[START EXCERPT]

A Fevers of the Mind Quick-9 Interview with Lorna Wood

with Lorna Wood:

Q1: When did you start writing and first influences?

Lorna: I dictated my first story for a nursery school project when I was three. It was about a rabbit, and I believe my primary influence was Beatrix Potter. My next major project, when I was eight, was a mystery. This plot was influenced by my mother’s copies of Hardy Boys mysteries, with character representation inspired by Walter R. Brooks’s Freddy the Pig series.

My friend’s mother, Lenore Mayhew, translated Chinese poetry, and she gave me a book about haiku. This gave me an early interest in Asian poetry, and my first poem was a syllabically exact tanka. Like most of my poetry since, it was about my inner life.

My mother also read A Paper Zoo, a wonderful children’s introduction to modern poetry, to me. Probably a strong influence on my poetry, then as now, were the New Yorker poems my parents read aloud to one another, even though I couldn’t understand most of them at the time.

As I grew older, The New Yorker’s prose also became an influence. In high school I was fond of Cheever and Salinger. I found Vonnegut’s jaundiced view of America congenial, dabbled in Hemingway, and embraced the sensuality of Madame Bovary while completely missing the cynicism.

[END EXCERPT]

◆ TASK GOAL ◆
Proceed with the interview with Lorna Wood, carrying it on from the point where it stops. The rows that come next can be ignored.

[START ENTRIES SUPPLIED]

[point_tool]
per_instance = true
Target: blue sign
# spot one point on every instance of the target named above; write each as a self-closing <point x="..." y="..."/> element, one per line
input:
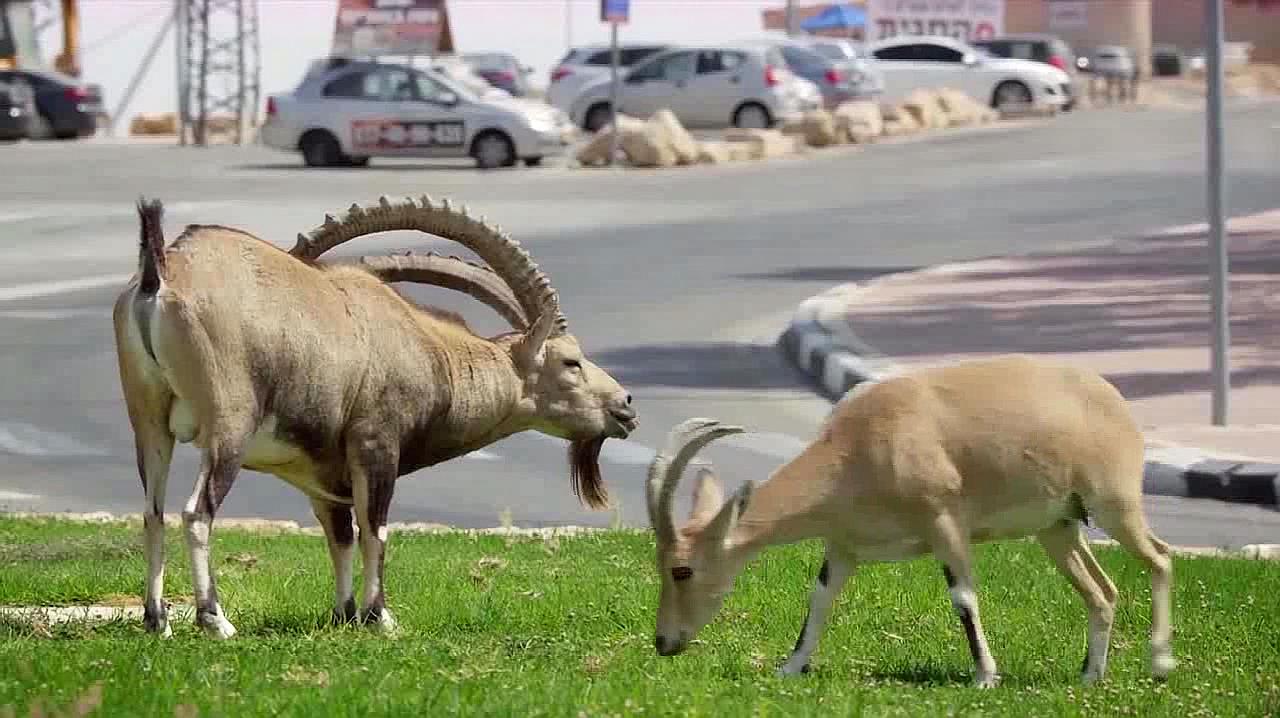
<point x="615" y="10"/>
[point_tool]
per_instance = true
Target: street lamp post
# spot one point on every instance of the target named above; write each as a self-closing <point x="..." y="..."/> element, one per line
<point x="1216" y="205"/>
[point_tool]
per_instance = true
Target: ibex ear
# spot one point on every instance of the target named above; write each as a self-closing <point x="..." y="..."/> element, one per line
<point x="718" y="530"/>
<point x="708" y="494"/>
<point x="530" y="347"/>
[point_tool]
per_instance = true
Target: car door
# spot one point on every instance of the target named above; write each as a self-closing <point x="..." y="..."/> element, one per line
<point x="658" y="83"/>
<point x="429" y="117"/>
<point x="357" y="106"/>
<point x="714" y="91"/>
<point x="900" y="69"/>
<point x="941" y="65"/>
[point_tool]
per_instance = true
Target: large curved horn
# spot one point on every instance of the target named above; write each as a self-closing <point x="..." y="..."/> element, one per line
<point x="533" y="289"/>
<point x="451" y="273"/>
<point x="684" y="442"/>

[END ENTRIES SUPPLIED]
[START ENTRIES SUPPLIED]

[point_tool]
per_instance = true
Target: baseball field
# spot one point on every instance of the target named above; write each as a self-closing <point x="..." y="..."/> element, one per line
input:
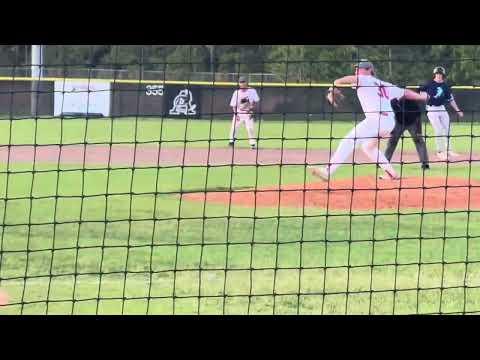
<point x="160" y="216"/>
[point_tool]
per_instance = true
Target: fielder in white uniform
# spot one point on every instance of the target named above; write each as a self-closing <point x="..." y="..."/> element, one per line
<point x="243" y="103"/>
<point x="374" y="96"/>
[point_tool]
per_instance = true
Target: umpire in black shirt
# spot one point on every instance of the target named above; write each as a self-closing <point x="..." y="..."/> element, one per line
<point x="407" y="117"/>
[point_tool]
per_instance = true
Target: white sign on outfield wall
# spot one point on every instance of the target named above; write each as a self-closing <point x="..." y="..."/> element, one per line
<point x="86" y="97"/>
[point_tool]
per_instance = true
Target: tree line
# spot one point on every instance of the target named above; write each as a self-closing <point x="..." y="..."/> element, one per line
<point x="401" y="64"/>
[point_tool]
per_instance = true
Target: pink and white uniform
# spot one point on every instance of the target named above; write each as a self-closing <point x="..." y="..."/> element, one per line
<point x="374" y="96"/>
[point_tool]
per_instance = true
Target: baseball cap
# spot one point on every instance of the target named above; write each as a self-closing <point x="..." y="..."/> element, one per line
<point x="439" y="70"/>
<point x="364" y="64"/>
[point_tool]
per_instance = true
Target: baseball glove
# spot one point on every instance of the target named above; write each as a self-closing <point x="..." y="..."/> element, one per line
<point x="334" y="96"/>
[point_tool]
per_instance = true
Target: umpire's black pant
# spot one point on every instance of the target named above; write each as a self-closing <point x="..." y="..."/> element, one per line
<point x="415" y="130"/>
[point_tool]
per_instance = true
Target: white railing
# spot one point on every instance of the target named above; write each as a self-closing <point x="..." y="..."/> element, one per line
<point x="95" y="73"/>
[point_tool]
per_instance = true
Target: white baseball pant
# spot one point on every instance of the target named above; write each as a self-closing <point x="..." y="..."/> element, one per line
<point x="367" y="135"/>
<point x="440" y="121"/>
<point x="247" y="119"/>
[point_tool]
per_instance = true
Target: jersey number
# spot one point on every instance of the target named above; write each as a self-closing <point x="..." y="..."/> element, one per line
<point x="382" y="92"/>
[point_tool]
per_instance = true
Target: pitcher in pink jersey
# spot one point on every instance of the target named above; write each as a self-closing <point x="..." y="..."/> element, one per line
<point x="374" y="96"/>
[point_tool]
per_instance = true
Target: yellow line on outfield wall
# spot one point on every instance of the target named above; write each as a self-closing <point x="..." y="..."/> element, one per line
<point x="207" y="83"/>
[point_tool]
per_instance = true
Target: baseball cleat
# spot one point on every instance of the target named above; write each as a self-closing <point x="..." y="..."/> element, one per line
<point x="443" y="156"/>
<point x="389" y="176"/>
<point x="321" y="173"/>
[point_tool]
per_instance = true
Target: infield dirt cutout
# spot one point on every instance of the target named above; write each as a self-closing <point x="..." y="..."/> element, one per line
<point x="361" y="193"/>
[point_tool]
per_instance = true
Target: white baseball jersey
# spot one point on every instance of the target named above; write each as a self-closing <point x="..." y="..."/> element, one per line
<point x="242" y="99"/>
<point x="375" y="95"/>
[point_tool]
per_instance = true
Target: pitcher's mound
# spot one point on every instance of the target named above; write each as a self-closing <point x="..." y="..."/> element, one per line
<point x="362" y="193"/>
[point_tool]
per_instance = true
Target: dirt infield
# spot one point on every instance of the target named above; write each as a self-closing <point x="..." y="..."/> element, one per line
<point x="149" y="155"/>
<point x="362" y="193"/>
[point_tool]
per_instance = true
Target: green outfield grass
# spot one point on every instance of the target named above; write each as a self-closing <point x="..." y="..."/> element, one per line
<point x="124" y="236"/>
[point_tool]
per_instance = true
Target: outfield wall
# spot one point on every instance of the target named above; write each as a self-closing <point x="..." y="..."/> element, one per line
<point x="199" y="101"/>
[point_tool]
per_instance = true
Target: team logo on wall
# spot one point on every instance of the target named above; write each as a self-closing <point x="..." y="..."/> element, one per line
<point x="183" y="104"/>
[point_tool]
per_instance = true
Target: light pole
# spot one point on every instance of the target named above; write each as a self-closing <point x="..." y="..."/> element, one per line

[END ENTRIES SUPPLIED]
[START ENTRIES SUPPLIED]

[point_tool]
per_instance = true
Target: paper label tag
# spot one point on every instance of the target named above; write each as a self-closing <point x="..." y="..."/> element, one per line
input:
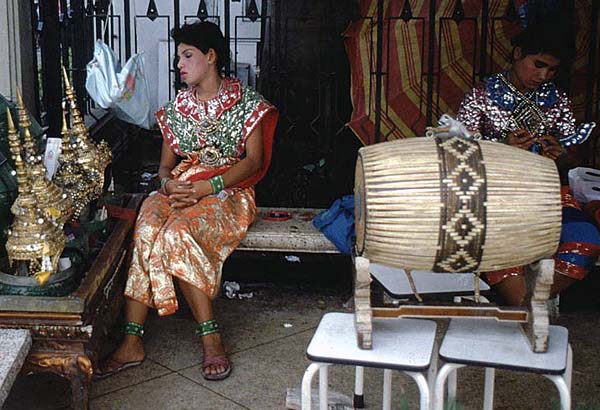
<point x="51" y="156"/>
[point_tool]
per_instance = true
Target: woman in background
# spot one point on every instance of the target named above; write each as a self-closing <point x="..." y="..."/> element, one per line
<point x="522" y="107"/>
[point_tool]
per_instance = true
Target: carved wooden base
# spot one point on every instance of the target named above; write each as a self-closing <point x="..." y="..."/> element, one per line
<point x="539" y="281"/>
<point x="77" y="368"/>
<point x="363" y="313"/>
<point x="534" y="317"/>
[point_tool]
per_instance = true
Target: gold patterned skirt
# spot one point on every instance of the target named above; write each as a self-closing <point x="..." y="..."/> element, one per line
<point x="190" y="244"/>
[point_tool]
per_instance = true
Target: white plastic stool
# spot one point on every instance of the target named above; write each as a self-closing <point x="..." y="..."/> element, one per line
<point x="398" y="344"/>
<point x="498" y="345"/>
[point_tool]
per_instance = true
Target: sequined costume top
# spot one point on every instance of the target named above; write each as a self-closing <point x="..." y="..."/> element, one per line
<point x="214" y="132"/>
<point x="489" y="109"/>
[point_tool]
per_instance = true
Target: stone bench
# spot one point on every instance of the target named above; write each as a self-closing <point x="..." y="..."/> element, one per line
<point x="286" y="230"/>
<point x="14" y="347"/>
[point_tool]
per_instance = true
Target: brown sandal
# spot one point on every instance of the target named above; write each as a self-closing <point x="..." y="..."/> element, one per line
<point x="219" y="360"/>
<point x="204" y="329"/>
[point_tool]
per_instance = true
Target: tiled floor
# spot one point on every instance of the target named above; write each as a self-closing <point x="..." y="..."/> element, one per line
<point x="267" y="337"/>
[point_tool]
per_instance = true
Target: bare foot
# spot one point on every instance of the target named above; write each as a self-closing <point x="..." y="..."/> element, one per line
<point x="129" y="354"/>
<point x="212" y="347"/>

[END ENTRIES SUPPLIED]

◆ FINAL ANSWER ◆
Q2: Who are your biggest influences today?

Lorna: My mother let our TV go when I was three, so I grew up with nothing to do but read, and I read omnivorously. I hope the melodrama, sexism, and racism of many children’s “classics” has been left behind in my writing, but I developed a literary voice that is a result of long immersion in all kinds of texts.

In high school, college, and grad school I did deep dives into Romantic and neo-Romantic (Frost, for example) lyrics, which I believe inform my poetry now. Also in grad school, I read a lot of African American literature. I believe this, along with my musical studies (I’m a violinist), informs my sensitivity to dialogue and my careful shaping of my own writerly voice.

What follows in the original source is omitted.